##### RECORDED DATA
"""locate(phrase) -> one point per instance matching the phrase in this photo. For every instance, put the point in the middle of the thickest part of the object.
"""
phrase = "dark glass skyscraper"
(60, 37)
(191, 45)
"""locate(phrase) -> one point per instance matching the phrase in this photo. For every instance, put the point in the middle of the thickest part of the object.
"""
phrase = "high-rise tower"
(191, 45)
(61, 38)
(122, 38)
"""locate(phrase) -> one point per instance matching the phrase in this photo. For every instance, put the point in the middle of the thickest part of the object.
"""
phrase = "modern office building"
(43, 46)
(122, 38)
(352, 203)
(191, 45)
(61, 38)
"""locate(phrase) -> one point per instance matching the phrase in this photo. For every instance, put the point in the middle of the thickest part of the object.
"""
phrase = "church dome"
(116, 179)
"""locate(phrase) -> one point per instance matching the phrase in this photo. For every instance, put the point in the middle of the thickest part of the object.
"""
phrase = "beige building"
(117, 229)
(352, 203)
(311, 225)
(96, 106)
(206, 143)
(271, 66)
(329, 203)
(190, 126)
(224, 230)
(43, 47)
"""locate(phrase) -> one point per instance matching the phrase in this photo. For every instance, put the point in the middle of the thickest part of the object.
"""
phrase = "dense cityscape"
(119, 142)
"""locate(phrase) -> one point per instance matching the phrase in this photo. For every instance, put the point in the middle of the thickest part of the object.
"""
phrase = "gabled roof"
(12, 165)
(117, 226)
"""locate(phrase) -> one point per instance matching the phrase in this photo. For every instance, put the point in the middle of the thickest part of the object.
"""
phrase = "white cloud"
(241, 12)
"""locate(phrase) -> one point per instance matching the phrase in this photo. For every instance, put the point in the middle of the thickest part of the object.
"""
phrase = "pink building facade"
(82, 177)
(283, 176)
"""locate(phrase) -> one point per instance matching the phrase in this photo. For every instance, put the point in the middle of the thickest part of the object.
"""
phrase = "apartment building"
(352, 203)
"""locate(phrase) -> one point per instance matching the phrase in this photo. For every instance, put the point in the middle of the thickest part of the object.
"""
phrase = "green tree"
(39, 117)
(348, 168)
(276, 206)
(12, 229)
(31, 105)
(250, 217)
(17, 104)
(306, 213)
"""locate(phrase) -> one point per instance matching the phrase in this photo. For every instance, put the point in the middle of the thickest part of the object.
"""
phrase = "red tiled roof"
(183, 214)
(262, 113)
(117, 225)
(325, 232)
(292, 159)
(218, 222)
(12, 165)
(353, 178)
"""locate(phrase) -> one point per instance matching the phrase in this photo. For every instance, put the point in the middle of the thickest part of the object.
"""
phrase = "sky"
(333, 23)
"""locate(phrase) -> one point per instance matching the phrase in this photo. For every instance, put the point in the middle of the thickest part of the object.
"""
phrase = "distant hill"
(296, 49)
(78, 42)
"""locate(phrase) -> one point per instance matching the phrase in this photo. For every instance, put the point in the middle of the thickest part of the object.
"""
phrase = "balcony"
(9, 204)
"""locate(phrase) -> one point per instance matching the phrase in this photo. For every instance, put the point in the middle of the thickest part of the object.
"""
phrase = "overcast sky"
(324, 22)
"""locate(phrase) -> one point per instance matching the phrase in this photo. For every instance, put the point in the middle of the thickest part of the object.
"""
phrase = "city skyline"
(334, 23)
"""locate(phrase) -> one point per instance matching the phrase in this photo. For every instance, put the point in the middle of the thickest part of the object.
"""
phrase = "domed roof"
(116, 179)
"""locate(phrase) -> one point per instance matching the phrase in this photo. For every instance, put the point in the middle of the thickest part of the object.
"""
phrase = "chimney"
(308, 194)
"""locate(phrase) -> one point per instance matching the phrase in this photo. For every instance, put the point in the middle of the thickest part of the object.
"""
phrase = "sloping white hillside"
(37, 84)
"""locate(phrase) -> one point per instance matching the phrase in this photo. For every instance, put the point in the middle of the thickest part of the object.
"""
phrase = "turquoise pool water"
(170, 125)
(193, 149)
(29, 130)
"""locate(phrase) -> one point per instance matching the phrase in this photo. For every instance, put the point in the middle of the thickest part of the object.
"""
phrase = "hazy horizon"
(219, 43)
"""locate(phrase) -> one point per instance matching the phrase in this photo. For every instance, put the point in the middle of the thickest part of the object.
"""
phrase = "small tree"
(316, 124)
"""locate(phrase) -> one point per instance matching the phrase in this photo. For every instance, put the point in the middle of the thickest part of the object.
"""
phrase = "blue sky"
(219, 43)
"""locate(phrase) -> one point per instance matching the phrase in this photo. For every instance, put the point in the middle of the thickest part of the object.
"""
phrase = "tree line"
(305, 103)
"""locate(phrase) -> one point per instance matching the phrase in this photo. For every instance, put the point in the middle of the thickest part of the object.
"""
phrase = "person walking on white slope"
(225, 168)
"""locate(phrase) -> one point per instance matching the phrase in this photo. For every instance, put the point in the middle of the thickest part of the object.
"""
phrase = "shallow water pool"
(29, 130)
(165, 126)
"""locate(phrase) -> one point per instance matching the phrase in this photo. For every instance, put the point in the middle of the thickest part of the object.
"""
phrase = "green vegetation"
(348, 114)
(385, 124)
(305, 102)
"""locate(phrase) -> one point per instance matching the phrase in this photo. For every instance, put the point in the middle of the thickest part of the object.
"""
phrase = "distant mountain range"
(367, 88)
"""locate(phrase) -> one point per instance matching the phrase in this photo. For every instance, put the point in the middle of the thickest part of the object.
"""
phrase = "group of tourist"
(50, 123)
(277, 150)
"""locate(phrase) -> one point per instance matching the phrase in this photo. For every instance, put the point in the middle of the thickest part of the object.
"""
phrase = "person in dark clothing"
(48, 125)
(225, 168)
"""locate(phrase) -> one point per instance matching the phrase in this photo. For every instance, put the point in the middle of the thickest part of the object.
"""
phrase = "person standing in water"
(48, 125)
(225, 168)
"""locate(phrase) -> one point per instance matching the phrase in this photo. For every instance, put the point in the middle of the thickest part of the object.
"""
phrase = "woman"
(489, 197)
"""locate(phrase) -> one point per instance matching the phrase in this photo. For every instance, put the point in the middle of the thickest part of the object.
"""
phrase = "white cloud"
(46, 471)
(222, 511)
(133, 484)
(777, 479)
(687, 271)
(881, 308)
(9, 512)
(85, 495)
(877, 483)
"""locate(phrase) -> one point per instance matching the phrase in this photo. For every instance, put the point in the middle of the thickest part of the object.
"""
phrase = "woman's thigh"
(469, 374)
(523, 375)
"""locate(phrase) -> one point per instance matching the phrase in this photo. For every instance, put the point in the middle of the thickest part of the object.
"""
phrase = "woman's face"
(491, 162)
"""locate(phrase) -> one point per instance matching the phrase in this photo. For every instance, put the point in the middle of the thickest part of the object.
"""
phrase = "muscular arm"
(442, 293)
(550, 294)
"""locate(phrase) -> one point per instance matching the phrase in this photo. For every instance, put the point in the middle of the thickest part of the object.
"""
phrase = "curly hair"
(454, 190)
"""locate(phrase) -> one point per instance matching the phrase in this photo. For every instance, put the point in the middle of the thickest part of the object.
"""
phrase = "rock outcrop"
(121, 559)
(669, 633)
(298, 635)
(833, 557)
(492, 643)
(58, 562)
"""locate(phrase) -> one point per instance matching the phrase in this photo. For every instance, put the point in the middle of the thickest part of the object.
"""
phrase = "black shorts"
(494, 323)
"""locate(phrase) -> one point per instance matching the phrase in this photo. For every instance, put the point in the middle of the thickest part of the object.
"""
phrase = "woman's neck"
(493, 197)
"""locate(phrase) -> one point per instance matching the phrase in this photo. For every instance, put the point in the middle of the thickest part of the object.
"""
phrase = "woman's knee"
##########
[PROBLEM DETAILS]
Set the data down again in full, exactly as given.

[RESULT OF THIS EXERCISE]
"""locate(phrase) -> one point per instance matching the phrase in this photo. For every instance, put the point in the middle of the thickest part of the object.
"""
phrase = "dark glass skyscraper"
(60, 37)
(191, 45)
"""locate(phrase) -> one point per instance matching the phrase in this photo. For every instance, put the point in the middle of the thickest part of the object.
"""
phrase = "high-rise tower"
(191, 45)
(61, 38)
(122, 38)
"""locate(phrase) -> one point per instance matching the phrase in this photo. For every instance, put the point in the middle of the thickest part of the object.
"""
phrase = "modern office building"
(43, 46)
(122, 38)
(352, 203)
(191, 45)
(61, 38)
"""locate(phrase) -> one point per instance matching the phrase in this photo. For every instance, put the point in the middle of the thickest part of the object.
"""
phrase = "church dome"
(116, 179)
"""locate(phrase) -> one point per instance matching the phrase in this photo. For every instance, put the point in the middle of the thickest part of the object.
"""
phrase = "beige building"
(117, 229)
(352, 203)
(311, 225)
(96, 106)
(206, 143)
(271, 66)
(329, 203)
(190, 126)
(224, 230)
(43, 47)
"""locate(phrase) -> one point per instance matching the phrase in this photo. For every instance, put the point in the middle of the thickest part of the object.
"""
phrase = "dense cityscape"
(119, 142)
"""locate(phrase) -> one point per instance matching the phrase in this photo. For every instance, put the point in the middle of the thickest part of the object.
"""
phrase = "gabled roof"
(12, 165)
(117, 226)
"""locate(phrase) -> one point per instance matching the phrase in this photo. For every instance, put the point in the middle of the thickest part of the object.
"""
phrase = "white cloud"
(241, 12)
"""locate(phrase) -> one point per instance matching the phrase in this photo. For every instance, put the point in the middle of the thickest part of the object.
"""
phrase = "pink building facade"
(82, 177)
(283, 176)
"""locate(phrase) -> one point per instance matching the phrase in this photo. For every instance, put the point in the middle of the thickest part of the object.
"""
phrase = "apartment building"
(352, 203)
"""locate(phrase) -> one point per instance matching the phrase in this photo. For every instance, put the point in the middle of the thickest part of the object.
"""
phrase = "green tree"
(39, 117)
(348, 168)
(276, 206)
(12, 229)
(31, 105)
(250, 217)
(17, 104)
(306, 213)
"""locate(phrase) -> one point per instance matching the phrase in this photo. For every instance, put the point in the middle of the thickest part of the object.
"""
phrase = "red tiled roof"
(183, 214)
(262, 113)
(117, 225)
(325, 232)
(292, 159)
(218, 222)
(12, 165)
(353, 178)
"""locate(phrase) -> one point per instance matching the phrase in this photo. For every instance, put the point in the middle of the thickest part of the object.
"""
phrase = "sky"
(333, 23)
"""locate(phrase) -> one point per instance matching the phrase in this photo. For every instance, put the point in the middle of the thickest part of the object.
"""
phrase = "distant hill"
(296, 49)
(78, 42)
"""locate(phrase) -> one point per instance matching the phrase in this photo. For every instance, put the point in the middle of the thickest part of the object.
"""
phrase = "balcony"
(9, 204)
"""locate(phrase) -> one point per instance matching the phrase in this photo. For every instance, put the point in the middle of the thickest part of the object.
"""
phrase = "overcast sky"
(324, 22)
"""locate(phrase) -> one point per instance matching the phrase in this photo. For every instance, put the point in the middle of the thickest part of the object.
"""
phrase = "city skyline"
(334, 23)
"""locate(phrase) -> one point per instance matching the phrase in this photo. For every instance, put the point in the middle of the thickest part of the object.
"""
phrase = "domed roof"
(116, 179)
"""locate(phrase) -> one point per instance matching the phrase in this photo. For every instance, put the point in the middle of the thickest part of the object.
"""
phrase = "chimney"
(308, 194)
"""locate(phrase) -> one point per instance matching the phrase in this photo. For every instance, put the point in the middle of the thickest part of the object.
"""
phrase = "sloping white hillside"
(37, 84)
"""locate(phrase) -> one point per instance matching the phrase in this photo. For every instance, put the point in the middle of the thickest part of the object.
"""
phrase = "turquoise pool water"
(170, 125)
(193, 149)
(29, 130)
"""locate(phrase) -> one point per instance matching the phrase in this photo. For every instance, put the point in the middle of the thickest part of the object.
"""
phrase = "hazy horizon"
(219, 43)
"""locate(phrase) -> one point per instance matching the phrase in this photo. For every instance, put the point in the middle of the thickest part of the object.
"""
phrase = "small tree"
(316, 124)
"""locate(phrase) -> one point per instance matching the phrase in this photo. For every instance, put the point in the middle of the thickest part of the object.
"""
phrase = "blue sky"
(219, 43)
"""locate(phrase) -> one point per instance matching the phrase in this photo. For every instance, put the point in the middle of the thickest part of the object.
"""
phrase = "tree line"
(305, 103)
"""locate(phrase) -> one point per instance matching the phrase in this photo. For every instance, put the point in the middle of the thickest part of the object.
"""
phrase = "person walking on white slope"
(225, 168)
"""locate(phrase) -> one point per instance matching the phrase in this photo. For every instance, put the point in the middle of the thickest part of the object.
"""
phrase = "shallow water pool"
(29, 130)
(165, 126)
"""locate(phrase) -> one point per instance matching the phrase in this photo. For every instance, put the point in the middle of the thickest part of the object.
"""
phrase = "green vegetation"
(348, 114)
(385, 124)
(305, 102)
"""locate(phrase) -> one point per instance matching the phrase in this photo. For every instance, put the point in the middle of the thickest part of the object.
"""
phrase = "distant mountain range"
(367, 88)
"""locate(phrase) -> one point per instance matching the phrase in this photo. For every instance, put the point in the middle of the thickest part of the object.
"""
phrase = "group of tourist"
(50, 123)
(277, 150)
"""locate(phrase) -> one point per instance matching the phrase in this photo. For every instance, put the point in the middle of the thickest part of the object.
"""
phrase = "person in dark clothing"
(48, 125)
(225, 168)
"""locate(phrase) -> one point per instance matching the phrase in this photo. For every instance, put the point in the middle of the thickest part of the object.
"""
phrase = "person standing in water"
(48, 125)
(225, 168)
"""locate(phrase) -> one point per instance matching the phrase in this photo. For every instance, put the point in the middle of the thickest part of the object.
"""
phrase = "woman"
(489, 197)
"""locate(phrase) -> one point per instance matching the phrase in this photo. For every instance, put the point in the middle of the thickest part of the object.
"""
phrase = "white cloud"
(46, 471)
(222, 511)
(133, 484)
(777, 479)
(687, 271)
(881, 308)
(9, 512)
(85, 495)
(877, 483)
"""locate(phrase) -> one point per instance matching the phrase in this photo. For every instance, put the point in the middle of the thickest part of the object.
"""
phrase = "woman's thigh"
(469, 374)
(523, 375)
"""locate(phrase) -> one point per instance matching the phrase in this photo. For every instance, put the point in the middle of the thickest part of the object.
"""
phrase = "woman's face"
(491, 162)
"""locate(phrase) -> one point per instance matching the phrase in this photo. For every instance, put the point in the middle of the thickest part of the object.
"""
phrase = "muscular arm"
(442, 293)
(550, 294)
"""locate(phrase) -> one point per instance matching the phrase in this photo. For every instance, put the point in the middle of the thickest part of the object.
"""
phrase = "curly hair"
(454, 190)
"""locate(phrase) -> one point per instance matching the phrase in this photo. For every instance, put the point in the middle of the thickest part of the object.
"""
phrase = "rock outcrop"
(121, 559)
(669, 633)
(298, 635)
(833, 557)
(492, 643)
(58, 562)
"""locate(phrase) -> one point per instance matching the phrase in this photo. For every instance, put the point in the middle of the thickest part of the object.
"""
phrase = "black shorts"
(494, 323)
"""locate(phrase) -> one point per instance matching the phrase in this photo. For every instance, put the point in the middle of the thickest part of the object.
"""
phrase = "woman's neck"
(493, 197)
"""locate(phrase) -> one point per instance matching the phrase in this photo. For every instance, put the point in the middle of the thickest part of the object.
"""
phrase = "woman's knee"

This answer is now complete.